Copy the blog post about adding a mountain bike to the garage word for word, from its date line through its final sentence.

## PAGE EXCERPT
===
Monday, May 3, 2010

it's hard to remember to live before you die

So, it's been a while, so it's about time for an update!! I have been spending the last few months getting back into racing shape, working, and enjoying the family. A big new development is the filling of our garage with a quartet of bikes. That's right, finally added a MTB to the arsenal. So, now for my first MTB-related post.

My first impression was that it is a pretty ride. And freaking HUGE. I haven't spent much time around mountain bikes since junior high, so it was quite a surprise. Oh, did I mention I haven't ridden a mountain bike since junior high? Why? Because on my last MTB ride I decided it was cool to ride "no-hands" while cruising downhill and home from school. It took exactly no time to hit the pavement when your right grip hits a mailbox on the side of the street. Oops... Spent some time off-road with BMX during high school until I realized how bad I sucked. End of my cycling life, until triathlon 10 years later. However, I did spend a lot of time on ATVs during all of my life, and I hope that has left me with some off-roading skills.
===
## DATA

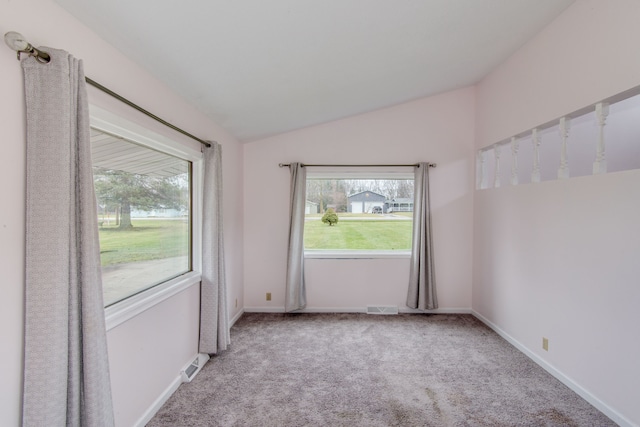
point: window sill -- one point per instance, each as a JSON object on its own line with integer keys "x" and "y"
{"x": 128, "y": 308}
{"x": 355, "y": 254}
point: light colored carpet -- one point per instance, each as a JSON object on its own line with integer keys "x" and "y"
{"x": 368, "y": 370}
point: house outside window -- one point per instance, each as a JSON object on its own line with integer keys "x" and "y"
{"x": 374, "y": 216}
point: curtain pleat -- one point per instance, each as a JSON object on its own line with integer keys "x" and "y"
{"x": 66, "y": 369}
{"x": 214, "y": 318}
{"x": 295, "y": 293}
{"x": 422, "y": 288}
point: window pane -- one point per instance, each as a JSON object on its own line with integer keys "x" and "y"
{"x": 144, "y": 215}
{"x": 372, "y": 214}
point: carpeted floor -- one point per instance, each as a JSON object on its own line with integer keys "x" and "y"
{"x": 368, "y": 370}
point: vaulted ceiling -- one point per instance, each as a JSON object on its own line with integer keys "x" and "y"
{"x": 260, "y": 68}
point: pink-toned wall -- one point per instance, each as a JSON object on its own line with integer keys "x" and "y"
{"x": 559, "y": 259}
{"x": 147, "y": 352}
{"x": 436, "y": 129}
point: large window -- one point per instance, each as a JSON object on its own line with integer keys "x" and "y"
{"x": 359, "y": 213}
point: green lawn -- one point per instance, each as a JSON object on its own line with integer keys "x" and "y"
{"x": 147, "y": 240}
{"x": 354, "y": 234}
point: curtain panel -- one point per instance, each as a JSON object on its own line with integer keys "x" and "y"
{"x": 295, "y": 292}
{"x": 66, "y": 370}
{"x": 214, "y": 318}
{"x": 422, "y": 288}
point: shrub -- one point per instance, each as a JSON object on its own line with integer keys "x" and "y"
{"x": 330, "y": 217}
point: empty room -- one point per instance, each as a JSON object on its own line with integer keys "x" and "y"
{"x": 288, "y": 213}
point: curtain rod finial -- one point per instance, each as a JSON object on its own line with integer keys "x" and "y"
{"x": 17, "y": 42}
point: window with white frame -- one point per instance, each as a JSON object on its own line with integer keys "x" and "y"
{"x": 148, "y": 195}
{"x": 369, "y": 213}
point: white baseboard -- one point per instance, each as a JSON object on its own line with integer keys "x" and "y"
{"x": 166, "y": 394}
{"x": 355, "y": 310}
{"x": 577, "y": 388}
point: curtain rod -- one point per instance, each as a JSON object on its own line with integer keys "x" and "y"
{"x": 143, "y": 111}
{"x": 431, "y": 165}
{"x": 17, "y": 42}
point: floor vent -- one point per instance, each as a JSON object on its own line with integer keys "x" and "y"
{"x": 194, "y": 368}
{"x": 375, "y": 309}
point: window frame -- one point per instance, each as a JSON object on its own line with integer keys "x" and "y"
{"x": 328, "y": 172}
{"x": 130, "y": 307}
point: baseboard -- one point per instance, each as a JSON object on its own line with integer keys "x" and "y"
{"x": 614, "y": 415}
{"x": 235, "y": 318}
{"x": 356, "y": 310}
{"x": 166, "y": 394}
===
## FINISHED ANSWER
Monday, May 3, 2010

it's hard to remember to live before you die

So, it's been a while, so it's about time for an update!! I have been spending the last few months getting back into racing shape, working, and enjoying the family. A big new development is the filling of our garage with a quartet of bikes. That's right, finally added a MTB to the arsenal. So, now for my first MTB-related post.

My first impression was that it is a pretty ride. And freaking HUGE. I haven't spent much time around mountain bikes since junior high, so it was quite a surprise. Oh, did I mention I haven't ridden a mountain bike since junior high? Why? Because on my last MTB ride I decided it was cool to ride "no-hands" while cruising downhill and home from school. It took exactly no time to hit the pavement when your right grip hits a mailbox on the side of the street. Oops... Spent some time off-road with BMX during high school until I realized how bad I sucked. End of my cycling life, until triathlon 10 years later. However, I did spend a lot of time on ATVs during all of my life, and I hope that has left me with some off-roading skills.